(Beginning of Passage to read)
Treating A Room’s Acoustics
While the points already covered will guarantee a practical beginner’s studio setup for home recording, more advanced home studios would benefit from appropriate acoustic treatment to the recording space. Most rooms within a house have poor acoustics, to begin with. Something that may not seem apparent, like what material the room’s walls are made of. It can have a tremendous impact on the way audio is treated in your studio.
Sound is typically either reflected, absorbed, or diffused when it comes in contact with a surface. This can be detrimental to the control you have over the quality of your recordings. Especially in the advent of standing waves. Standing waves occur when sound reverberates off of two parallel surfaces. Most rooms within a household offer solid walls that lead to this phenomenon to occur. By implementing a blend of soundproof panels and diffusers, your home studio will be able to retain the desired sound of your recorded audio, despite the house’s structural limits. Together, the panels and diffusers, absorb any unwanted frequency while supporting the natural tone of whatever you record.
(End of Passage to read)
(Beginning of Records supplied)
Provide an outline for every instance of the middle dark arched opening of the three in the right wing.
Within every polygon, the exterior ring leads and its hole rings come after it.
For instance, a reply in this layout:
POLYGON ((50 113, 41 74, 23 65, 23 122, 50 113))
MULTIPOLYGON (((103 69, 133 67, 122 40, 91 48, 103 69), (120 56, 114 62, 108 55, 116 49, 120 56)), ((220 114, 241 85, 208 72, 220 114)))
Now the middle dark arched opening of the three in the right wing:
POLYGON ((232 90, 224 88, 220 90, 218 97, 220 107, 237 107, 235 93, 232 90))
(End of Records supplied)
(Beginning of Records supplied)
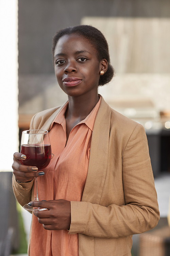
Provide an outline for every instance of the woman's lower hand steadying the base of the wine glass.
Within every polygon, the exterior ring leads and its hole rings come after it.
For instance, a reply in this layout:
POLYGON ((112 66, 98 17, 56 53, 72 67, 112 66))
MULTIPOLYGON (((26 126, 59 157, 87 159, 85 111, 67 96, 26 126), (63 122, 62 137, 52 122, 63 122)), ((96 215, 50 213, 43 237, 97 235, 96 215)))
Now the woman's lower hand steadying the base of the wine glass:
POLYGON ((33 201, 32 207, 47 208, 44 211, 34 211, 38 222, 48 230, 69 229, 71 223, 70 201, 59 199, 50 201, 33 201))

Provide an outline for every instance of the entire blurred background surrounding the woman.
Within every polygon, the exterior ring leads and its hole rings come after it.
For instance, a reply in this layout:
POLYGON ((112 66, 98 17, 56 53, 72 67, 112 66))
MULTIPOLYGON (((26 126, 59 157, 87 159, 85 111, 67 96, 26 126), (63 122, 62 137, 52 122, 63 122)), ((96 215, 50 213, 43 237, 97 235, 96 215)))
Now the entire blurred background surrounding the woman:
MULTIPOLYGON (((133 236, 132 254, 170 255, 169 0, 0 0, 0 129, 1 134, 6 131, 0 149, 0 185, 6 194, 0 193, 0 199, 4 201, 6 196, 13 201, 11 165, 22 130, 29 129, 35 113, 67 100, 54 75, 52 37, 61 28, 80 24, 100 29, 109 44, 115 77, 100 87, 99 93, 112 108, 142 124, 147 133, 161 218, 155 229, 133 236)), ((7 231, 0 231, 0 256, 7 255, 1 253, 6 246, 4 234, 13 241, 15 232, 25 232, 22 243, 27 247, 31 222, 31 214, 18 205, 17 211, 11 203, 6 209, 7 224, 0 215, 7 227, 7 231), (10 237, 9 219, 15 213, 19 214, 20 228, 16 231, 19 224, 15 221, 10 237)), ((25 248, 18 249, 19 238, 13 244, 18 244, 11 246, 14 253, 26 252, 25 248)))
(End of Records supplied)
(Beginning of Records supplied)
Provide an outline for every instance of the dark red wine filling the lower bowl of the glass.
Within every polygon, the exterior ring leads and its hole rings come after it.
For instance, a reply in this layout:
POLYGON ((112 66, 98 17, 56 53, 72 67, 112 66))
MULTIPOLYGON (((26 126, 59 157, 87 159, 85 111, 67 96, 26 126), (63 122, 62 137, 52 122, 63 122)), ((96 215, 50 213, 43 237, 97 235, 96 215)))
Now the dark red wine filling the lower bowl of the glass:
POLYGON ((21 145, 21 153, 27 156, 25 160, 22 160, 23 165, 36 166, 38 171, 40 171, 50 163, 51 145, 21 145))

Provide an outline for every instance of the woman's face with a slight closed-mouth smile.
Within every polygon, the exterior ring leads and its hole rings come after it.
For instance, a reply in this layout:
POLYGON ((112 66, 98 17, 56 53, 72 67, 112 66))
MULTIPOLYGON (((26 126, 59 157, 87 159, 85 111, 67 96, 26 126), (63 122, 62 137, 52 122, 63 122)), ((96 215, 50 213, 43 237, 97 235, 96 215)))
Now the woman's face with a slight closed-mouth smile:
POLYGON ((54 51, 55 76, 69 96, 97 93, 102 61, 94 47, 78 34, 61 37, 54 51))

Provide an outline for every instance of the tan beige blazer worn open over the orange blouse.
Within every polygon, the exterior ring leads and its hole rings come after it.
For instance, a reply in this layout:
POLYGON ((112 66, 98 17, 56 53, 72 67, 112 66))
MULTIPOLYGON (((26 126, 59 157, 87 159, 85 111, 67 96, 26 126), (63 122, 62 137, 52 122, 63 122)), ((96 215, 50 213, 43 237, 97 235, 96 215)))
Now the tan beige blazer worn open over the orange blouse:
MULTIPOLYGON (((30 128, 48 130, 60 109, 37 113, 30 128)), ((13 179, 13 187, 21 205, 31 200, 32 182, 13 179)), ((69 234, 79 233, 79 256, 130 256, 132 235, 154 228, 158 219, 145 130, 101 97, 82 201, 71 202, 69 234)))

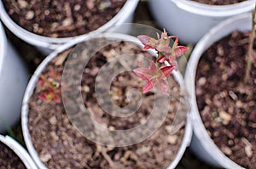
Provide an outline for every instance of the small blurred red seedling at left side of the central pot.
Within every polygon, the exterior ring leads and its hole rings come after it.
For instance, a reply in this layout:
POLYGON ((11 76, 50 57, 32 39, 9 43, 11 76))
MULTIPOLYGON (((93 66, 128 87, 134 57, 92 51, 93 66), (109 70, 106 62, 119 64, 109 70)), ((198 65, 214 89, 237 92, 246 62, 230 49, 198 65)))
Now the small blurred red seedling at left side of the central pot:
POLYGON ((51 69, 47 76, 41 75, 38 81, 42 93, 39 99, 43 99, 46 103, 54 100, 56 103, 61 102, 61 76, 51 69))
(End of Records supplied)
- [Work to complete]: In the passage on treating a room's acoustics, what causes standing waves? Leave the material out of this work entirely.

- [Task solution]: Standing waves occur when sound reverberates off of two parallel surfaces.